GOVERNMENT REGULATIONS MAY HAVE A NEGATIVE AFFECT ON OUR BUSINESS. Government regulators, or our customers, may in the future require us to comply with product or manufacturing standards that are more restrictive than current laws and regulations related to environmental matters, conflict minerals or other social responsibility initiatives. The implementation of these standards could affect the sourcing, cost and availability of materials used in the manufacture of our products. For example, there may be only a limited number of suppliers offering “conflict free” metals used in our products, and there can be no assurance that we will be able to obtain such metals in sufficient quantities or at competitive prices. Also, we may face challenges with regulators and our customers and suppliers if we are unable to sufficiently verify that the metals used in our products are conflict free. Non-compliance with these standards could cause us to lose sales to these customers and compliance with these standards could increase our costs, which may harm our operating results.

 

CHANGES TO FINANCIAL ACCOUNTING STANDARDS MAY AFFECT OUR RESULTS OF OPERATIONS AND CAUSE US TO CHANGE OUR BUSINESS PRACTICES. We prepare our financial statements to conform to U.S. GAAP. These accounting principles are subject to interpretation by the American Institute of Certified Public Accountants, the SEC, and various bodies formed to interpret and create appropriate accounting policies. A change in those policies can have a significant effect on our consolidated reported results and may affect our reporting of transactions completed before a change in accounting principles is announced. Changes to those rules or the questioning of current practices may adversely affect our reported financial results or the way we conduct our business.

******

> [Requirements]
1) In the risk-factor excerpt, what accounting principles are the financial statements prepared to conform to?
2) Reproduce the risk-factor excerpt word for word, beginning with "CHANGES TO FINANCIAL" and stopping after "conduct our business.".

******

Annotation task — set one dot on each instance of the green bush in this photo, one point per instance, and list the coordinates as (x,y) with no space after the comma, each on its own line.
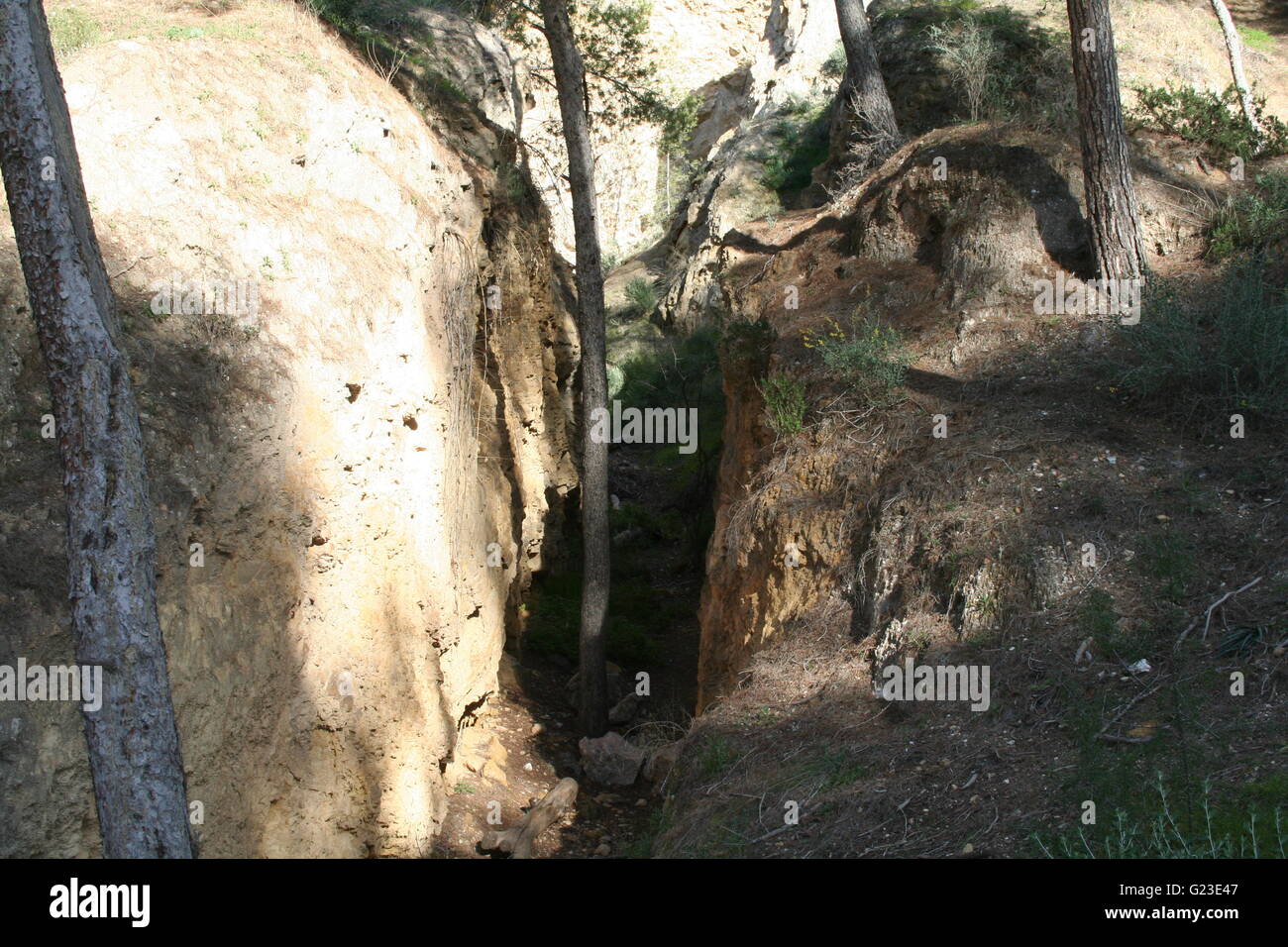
(1168,558)
(1214,121)
(1229,354)
(988,60)
(635,621)
(799,145)
(871,359)
(642,296)
(785,403)
(1252,219)
(71,30)
(835,64)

******

> [Results]
1) U.S. GAAP

2)
CHANGES TO FINANCIAL ACCOUNTING STANDARDS MAY AFFECT OUR RESULTS OF OPERATIONS AND CAUSE US TO CHANGE OUR BUSINESS PRACTICES. We prepare our financial statements to conform to U.S. GAAP. These accounting principles are subject to interpretation by the American Institute of Certified Public Accountants, the SEC, and various bodies formed to interpret and create appropriate accounting policies. A change in those policies can have a significant effect on our consolidated reported results and may affect our reporting of transactions completed before a change in accounting principles is announced. Changes to those rules or the questioning of current practices may adversely affect our reported financial results or the way we conduct our business.